Request a |
Locate every line in the rows below that contains the word "wing", matching case exactly, and copy each such line in full.

Research
Germany’s core hydrogen network and regulatory framework explained
Germany plans a 9,040 km hydrogen network by 2032, connecting key production and storage sites. The EUR 18.9bn project will be privately funded, with EUR 3bn in government guarantees. A new regulatory framework aims to balance costs and revenues until 2055. However, regulatory uncertainties and potential project delays pose risks. This report details the network, regulatory framework, and expected tariffs.
Summary
Moving forward with the hydrogen core network
Germany’s national hydrogen network is progressing rapidly, with the final hydrogen core network (HCN) proposal approved by the German regulator, the Bundesnetzagentur (BNetzA), on October 22, 2024. This proposal is a collaborative effort by natural gas transmission system operators (TSOs) united under FNB Gas, the German association of supra-regional gas transmission operators.
The HCN is the first step in establishing a nationwide hydrogen infrastructure in Germany. It will span 9,040km, connecting key domestic hydrogen production and offtake clusters with relevant import and storage facilities across the country. The network is projected to be operational by 2032. Approximately 56% of the hydrogen network will consist of converted natural gas pipelines, which will help reduce costs, while the remaining 44% will be newly constructed infrastructure.

Exercise material |
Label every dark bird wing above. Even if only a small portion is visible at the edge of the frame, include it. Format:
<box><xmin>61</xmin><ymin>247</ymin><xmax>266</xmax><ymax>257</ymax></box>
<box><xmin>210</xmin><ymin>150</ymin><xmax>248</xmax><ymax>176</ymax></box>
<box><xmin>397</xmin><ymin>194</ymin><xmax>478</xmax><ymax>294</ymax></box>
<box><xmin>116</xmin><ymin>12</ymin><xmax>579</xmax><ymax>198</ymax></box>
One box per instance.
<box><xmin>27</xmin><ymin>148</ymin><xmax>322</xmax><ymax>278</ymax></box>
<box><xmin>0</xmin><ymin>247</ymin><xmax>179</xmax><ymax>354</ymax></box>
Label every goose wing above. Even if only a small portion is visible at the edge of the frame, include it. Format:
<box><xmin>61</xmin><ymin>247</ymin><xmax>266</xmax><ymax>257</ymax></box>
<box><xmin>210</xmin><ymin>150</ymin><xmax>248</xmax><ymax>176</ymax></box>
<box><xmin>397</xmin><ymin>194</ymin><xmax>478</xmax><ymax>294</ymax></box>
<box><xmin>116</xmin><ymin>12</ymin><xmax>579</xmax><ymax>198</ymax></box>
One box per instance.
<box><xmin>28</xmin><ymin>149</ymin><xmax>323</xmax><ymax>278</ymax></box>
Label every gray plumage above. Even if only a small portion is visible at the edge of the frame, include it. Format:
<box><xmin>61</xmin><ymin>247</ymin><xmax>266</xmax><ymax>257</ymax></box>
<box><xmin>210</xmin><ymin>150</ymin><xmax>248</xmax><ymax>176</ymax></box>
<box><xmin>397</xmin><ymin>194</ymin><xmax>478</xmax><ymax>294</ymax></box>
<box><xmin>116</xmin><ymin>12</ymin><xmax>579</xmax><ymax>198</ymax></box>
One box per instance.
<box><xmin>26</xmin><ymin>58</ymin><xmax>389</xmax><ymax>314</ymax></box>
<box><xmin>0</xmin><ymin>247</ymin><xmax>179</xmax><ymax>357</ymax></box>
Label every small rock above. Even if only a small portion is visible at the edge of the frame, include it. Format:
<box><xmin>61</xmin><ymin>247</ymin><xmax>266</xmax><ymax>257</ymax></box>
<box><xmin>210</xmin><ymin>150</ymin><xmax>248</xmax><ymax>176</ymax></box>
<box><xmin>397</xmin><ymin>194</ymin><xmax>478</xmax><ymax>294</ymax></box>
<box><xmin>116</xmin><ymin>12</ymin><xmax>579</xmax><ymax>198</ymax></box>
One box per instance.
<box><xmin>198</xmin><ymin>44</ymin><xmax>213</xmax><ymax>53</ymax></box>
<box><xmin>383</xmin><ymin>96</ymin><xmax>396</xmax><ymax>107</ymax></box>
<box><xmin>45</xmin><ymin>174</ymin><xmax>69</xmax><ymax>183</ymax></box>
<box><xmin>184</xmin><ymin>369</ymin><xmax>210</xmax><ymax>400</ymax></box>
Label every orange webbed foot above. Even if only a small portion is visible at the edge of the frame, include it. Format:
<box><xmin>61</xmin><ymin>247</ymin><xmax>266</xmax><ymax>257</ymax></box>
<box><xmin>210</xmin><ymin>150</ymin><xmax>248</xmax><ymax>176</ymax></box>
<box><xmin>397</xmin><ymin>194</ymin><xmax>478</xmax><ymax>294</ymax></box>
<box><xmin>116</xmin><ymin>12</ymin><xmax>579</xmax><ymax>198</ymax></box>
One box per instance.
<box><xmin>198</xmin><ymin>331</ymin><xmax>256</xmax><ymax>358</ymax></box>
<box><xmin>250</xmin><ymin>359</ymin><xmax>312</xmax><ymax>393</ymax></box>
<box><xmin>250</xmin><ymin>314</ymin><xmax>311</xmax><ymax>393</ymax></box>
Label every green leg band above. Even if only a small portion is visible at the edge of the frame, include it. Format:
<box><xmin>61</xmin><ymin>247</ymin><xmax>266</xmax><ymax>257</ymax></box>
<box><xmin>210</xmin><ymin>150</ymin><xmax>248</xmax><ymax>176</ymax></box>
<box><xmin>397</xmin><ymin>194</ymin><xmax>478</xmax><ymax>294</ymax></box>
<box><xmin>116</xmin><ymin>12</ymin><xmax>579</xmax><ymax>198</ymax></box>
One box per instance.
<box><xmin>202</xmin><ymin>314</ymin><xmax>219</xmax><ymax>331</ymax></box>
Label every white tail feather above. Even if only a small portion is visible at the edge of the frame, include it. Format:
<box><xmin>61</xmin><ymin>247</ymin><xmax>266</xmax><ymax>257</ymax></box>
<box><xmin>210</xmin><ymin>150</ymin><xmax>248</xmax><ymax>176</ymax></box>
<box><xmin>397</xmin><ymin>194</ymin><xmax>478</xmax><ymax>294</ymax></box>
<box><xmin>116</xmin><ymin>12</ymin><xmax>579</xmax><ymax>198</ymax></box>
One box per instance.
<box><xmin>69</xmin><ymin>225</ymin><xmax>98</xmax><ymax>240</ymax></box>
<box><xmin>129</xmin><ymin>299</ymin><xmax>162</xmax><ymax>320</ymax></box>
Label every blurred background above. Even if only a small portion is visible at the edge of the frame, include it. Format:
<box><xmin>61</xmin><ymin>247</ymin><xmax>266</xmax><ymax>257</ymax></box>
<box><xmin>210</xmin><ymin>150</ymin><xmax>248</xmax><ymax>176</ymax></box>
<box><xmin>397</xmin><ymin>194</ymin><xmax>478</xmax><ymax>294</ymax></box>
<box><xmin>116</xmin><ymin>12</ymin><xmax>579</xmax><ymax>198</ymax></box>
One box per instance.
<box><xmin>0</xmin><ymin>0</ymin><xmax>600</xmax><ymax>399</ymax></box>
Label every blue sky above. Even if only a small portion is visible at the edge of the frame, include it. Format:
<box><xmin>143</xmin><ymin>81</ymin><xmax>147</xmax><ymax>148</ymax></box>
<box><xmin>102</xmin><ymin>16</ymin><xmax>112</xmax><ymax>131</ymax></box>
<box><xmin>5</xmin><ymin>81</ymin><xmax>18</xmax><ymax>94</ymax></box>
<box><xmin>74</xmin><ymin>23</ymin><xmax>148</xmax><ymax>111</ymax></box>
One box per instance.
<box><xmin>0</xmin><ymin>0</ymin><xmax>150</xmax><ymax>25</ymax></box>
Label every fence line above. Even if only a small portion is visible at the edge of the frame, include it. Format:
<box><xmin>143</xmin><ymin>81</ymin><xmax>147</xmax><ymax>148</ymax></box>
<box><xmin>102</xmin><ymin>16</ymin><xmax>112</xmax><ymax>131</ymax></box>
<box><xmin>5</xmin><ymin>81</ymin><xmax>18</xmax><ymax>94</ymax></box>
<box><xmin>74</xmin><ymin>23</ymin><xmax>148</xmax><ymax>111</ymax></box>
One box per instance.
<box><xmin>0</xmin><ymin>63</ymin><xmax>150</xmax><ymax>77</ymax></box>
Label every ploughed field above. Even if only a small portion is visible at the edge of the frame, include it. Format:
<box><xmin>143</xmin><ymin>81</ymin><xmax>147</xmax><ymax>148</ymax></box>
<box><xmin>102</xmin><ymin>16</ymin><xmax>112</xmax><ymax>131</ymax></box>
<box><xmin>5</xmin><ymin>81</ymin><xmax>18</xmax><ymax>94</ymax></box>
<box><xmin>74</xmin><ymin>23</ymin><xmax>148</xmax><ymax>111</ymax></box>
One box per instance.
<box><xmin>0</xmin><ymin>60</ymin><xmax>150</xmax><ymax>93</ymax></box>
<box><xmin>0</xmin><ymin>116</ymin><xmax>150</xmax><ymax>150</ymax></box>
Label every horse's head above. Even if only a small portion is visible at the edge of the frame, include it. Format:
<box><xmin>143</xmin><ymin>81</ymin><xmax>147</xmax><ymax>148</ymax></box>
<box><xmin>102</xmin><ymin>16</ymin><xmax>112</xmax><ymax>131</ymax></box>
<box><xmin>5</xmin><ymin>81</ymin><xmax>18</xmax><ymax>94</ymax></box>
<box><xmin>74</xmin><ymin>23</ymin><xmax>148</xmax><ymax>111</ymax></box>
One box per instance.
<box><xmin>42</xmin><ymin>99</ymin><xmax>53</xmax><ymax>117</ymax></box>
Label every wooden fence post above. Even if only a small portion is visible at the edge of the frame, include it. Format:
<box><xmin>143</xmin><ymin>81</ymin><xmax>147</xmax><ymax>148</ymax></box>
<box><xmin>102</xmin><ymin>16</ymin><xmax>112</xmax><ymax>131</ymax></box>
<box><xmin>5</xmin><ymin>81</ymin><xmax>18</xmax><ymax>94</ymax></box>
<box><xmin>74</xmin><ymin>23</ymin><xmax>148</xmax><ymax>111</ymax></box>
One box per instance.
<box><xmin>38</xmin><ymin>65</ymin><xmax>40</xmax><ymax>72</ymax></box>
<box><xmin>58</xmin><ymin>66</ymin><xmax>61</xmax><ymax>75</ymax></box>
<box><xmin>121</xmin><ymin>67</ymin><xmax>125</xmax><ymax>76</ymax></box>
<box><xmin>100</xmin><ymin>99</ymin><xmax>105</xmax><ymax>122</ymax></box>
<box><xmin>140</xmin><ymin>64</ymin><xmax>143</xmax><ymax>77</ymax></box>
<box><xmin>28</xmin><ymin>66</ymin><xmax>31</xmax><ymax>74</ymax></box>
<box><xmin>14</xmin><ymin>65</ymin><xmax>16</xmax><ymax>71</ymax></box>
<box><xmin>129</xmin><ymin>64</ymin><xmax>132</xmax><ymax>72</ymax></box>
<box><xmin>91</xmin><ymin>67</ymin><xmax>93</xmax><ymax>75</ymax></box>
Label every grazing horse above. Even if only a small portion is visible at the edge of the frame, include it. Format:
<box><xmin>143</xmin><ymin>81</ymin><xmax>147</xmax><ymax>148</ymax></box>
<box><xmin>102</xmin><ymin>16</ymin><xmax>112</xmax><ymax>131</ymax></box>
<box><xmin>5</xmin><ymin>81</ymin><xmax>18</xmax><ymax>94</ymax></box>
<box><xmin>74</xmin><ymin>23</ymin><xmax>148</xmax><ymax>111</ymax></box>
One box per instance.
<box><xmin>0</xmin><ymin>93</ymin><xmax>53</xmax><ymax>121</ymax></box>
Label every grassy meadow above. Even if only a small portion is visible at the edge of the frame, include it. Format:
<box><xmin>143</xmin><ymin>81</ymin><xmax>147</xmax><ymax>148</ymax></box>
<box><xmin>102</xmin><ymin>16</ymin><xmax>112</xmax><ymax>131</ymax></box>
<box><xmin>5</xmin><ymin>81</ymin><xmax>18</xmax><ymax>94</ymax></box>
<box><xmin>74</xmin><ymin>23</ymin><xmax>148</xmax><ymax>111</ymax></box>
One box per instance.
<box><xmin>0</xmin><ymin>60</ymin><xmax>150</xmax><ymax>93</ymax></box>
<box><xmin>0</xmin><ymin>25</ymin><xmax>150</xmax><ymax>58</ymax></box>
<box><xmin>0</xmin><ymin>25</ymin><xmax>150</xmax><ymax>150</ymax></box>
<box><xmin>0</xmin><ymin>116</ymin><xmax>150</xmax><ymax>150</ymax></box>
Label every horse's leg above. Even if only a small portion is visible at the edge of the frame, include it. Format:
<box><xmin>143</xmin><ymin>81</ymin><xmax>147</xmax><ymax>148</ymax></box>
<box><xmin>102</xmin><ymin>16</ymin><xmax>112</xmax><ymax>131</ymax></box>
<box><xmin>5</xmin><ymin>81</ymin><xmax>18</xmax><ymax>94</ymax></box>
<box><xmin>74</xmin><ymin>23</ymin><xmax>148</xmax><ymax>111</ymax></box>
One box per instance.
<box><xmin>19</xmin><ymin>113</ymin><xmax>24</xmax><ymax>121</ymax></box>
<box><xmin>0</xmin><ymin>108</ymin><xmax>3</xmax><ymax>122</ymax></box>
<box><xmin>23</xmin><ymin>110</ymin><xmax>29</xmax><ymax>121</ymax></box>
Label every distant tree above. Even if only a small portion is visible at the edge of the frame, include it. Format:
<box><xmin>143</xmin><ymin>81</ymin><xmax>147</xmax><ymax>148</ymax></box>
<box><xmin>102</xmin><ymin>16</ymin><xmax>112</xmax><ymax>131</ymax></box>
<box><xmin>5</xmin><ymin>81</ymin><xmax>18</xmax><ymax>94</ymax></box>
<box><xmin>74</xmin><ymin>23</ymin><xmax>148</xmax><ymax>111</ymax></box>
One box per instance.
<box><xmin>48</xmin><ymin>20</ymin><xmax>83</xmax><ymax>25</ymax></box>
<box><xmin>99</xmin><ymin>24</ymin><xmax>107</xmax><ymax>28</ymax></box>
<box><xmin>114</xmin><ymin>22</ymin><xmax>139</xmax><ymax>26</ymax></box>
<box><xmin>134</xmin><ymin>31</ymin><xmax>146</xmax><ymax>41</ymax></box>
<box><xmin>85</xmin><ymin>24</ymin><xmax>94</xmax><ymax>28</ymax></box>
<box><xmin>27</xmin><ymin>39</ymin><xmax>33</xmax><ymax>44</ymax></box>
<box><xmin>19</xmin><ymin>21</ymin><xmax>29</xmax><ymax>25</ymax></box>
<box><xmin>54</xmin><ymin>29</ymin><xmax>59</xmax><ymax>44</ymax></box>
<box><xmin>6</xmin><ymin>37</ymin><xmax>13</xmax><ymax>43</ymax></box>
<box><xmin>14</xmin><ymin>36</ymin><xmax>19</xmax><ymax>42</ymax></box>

Request b |
Reproduce word for word the part of the hydrogen network report above that opens with the words containing "The HCN is the" and closes with "newly constructed infrastructure.".

Exercise solution a |
Label every dark bird wing above. Even if only a small portion is visible at the edge of the frame, include it. Format:
Label every goose wing above. Even if only a small portion is visible at the edge of the frame, include it. Format:

Exercise solution b |
The HCN is the first step in establishing a nationwide hydrogen infrastructure in Germany. It will span 9,040km, connecting key domestic hydrogen production and offtake clusters with relevant import and storage facilities across the country. The network is projected to be operational by 2032. Approximately 56% of the hydrogen network will consist of converted natural gas pipelines, which will help reduce costs, while the remaining 44% will be newly constructed infrastructure.